-- Start Extracted data --

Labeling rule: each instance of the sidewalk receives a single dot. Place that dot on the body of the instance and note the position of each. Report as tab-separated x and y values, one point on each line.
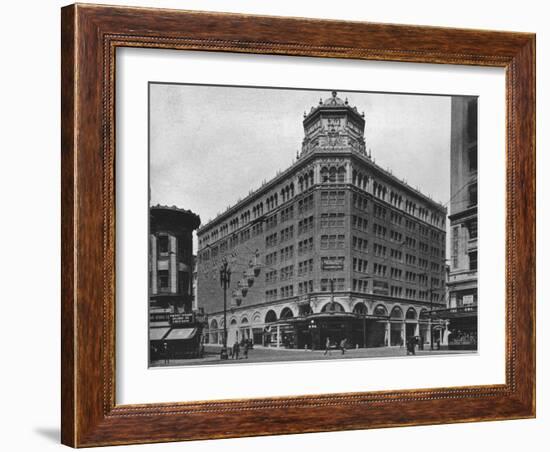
272	354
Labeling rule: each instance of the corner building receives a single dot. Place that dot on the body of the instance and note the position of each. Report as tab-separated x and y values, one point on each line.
333	247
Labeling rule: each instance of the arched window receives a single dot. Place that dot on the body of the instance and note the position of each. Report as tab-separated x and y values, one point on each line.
341	175
332	175
286	313
411	314
332	307
324	174
381	311
270	317
396	313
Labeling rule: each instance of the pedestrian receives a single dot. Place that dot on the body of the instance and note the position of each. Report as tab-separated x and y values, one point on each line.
343	345
327	346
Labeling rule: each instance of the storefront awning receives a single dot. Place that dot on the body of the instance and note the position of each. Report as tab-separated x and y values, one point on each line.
177	334
156	334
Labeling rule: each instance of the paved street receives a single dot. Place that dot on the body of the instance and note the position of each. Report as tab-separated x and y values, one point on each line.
260	354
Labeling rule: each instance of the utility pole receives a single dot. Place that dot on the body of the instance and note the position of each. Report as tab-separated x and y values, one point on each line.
225	280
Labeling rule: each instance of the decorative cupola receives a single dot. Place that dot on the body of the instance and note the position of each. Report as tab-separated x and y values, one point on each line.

-- End Extracted data --

» Aim of the task: Quote the entire listing above word for word, omitting the pictures.

» Output below:
Labeling rule: each instance of the sidewalk receives a single dot. Place that dot on the body of the instance and note the position of each. Report as tab-separated x and y values, one point on each line.
272	354
Labeling rule: each instance of the corner building receives a single dot. Place that dot on the body of the instance and note the position of each. Report as tab-separated x and y values, one point on each line.
333	247
Labeling rule: each instance of the arched window receives a single dot. Place that dot on the body of the instance and note the position of each. Report as tab-separated x and y values, one point on each line.
341	175
332	175
286	313
411	314
332	307
324	174
381	311
270	317
396	313
Labeling rule: each instance of the pedestrian receives a single dot. Place that dot on the body of the instance and note the position of each. Report as tab-separated x and y values, one point on each line.
343	345
327	346
Labeling rule: each instance of the storefront awning receives a single dot. Place that dot on the body of the instance and note the position of each. Report as tab-separated x and y values, one point on each line.
177	334
156	334
Labeling rule: each instance of the paved street receives a single dot. Place that dot on the body of the instance and note the position of each. Report as tab-separated x and y values, one point on each line.
260	354
Labeling rule: each instance of the utility pole receives a single dot. Place that dot on the body of the instance and note the position of each. Report as tab-separated x and y values, one point on each line.
225	280
Labeling rule: each instance of the decorative cupola receives a single dot. Place that dot on the body of the instance and note the position of each. Report as tab-separated x and y values, one point on each line.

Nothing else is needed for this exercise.